>>

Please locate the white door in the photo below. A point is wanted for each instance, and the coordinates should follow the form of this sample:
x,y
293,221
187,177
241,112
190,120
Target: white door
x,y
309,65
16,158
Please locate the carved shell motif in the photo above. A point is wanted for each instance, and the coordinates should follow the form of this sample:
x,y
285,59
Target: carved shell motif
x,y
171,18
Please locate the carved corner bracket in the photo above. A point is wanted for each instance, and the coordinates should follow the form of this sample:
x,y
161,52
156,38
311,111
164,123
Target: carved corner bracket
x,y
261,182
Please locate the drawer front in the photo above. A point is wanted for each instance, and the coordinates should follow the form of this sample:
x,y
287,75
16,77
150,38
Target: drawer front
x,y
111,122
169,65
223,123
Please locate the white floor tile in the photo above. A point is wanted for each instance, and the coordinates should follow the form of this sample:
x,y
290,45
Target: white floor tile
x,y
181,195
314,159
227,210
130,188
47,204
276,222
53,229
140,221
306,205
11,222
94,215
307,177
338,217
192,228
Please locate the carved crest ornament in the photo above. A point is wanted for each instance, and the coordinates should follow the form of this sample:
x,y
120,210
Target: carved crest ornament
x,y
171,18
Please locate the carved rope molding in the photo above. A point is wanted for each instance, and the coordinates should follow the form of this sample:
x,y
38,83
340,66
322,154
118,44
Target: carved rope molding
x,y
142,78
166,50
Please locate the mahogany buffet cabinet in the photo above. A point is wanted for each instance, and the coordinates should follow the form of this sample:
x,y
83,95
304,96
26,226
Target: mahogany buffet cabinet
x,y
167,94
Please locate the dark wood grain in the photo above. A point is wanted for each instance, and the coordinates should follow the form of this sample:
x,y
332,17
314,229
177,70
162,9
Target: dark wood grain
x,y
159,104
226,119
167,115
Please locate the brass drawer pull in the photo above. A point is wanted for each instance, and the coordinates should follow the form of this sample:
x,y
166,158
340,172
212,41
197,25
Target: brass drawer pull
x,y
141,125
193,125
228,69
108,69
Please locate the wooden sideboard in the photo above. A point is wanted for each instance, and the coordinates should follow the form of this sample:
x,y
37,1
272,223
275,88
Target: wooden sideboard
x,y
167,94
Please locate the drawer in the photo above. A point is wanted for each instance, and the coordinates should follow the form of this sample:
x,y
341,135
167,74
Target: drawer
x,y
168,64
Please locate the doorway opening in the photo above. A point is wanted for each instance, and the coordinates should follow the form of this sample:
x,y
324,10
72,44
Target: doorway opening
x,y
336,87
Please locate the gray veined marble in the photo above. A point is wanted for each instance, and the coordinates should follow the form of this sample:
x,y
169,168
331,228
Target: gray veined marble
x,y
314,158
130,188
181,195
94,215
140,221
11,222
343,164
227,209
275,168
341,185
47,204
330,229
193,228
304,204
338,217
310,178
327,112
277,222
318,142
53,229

<<

WHAT YOU NEED TO DO - Every entry, from the first line to the last, should be retyped exactly.

OUTPUT BELOW -
Please locate the white door in the photo below. A point is wanted for each instance, and the coordinates should follow the form of this sample:
x,y
293,221
187,177
241,112
190,120
Target: white door
x,y
309,65
16,158
Please locate the carved shell motif in the photo above. A point is wanted for each instance, and the coordinates should follow the form of this sample:
x,y
285,59
Target: carved shell motif
x,y
171,18
Please locate the carved corner bracket in the photo above. A point is wanted for each instance, and the coordinates should follow the form of this sample:
x,y
161,52
156,38
311,111
164,123
Target: carved corner bracket
x,y
261,182
Please locate the drawer front in the photo above. A point is wanted for each instance, and the coordinates should follow the form of this sample:
x,y
287,75
16,77
150,38
Target: drawer front
x,y
111,122
169,65
223,123
Please locate the white floor tile in the photo above. A point is wanted for each instance, and the coordinates should follow the form of this sample:
x,y
290,45
Target: white floor tile
x,y
181,195
314,159
227,210
130,188
47,204
276,222
53,229
140,221
306,205
11,222
94,215
307,177
338,217
192,228
Please locate the carved crest ornament in the photo above. A point is wanted for each instance, and the coordinates should follow the form of this sample:
x,y
120,210
Target: carved crest ornament
x,y
171,18
Please locate the carved rope molding in the photo above. A point is wanted for each instance, and the coordinates should follow the form of this sample:
x,y
38,83
340,66
322,154
118,44
Target: carved rope molding
x,y
142,78
166,50
Please locate the mahogany buffet cabinet in the photo above. A point is wanted for each instance, and the coordinates should follow the form of this sample:
x,y
83,95
304,96
26,226
Target: mahogany buffet cabinet
x,y
167,94
Please locate the dark wood grain in the photo above. A point is wanted for each instance, and the coordinates should follow the form of this sample:
x,y
332,17
314,229
177,70
162,9
Target: dark wood grain
x,y
159,104
226,119
167,115
Please locate the brass drawer pull in the photo above. A point is wanted for each instance, and the coordinates should follow the form of this sample:
x,y
166,158
340,172
212,41
197,25
Target: brass drawer pull
x,y
141,125
193,125
228,69
108,69
Please locate the wooden sideboard in the photo above. A point is wanted for each instance, and the coordinates should follow the form of this sample:
x,y
37,1
272,223
275,88
Target: wooden sideboard
x,y
167,94
Please locate the drawer in the photo above. A point is wanted for each instance, and the coordinates should follow the form of this sample:
x,y
341,135
167,74
Target: drawer
x,y
168,64
Please locate the doorway opening in the photo above. A point is wanted for each instance, and the coordinates should follow the form of this sample:
x,y
324,10
72,44
Target: doorway opening
x,y
336,87
Please locate the gray veined marble in the photo above. A point is wanted for each instance, and the coordinates should follow the form of this sample:
x,y
169,168
331,228
Target: gray veined marble
x,y
314,158
130,188
181,195
94,215
140,221
11,222
343,164
227,209
275,168
341,185
47,204
330,229
193,228
304,204
338,217
310,178
327,112
277,222
318,142
53,229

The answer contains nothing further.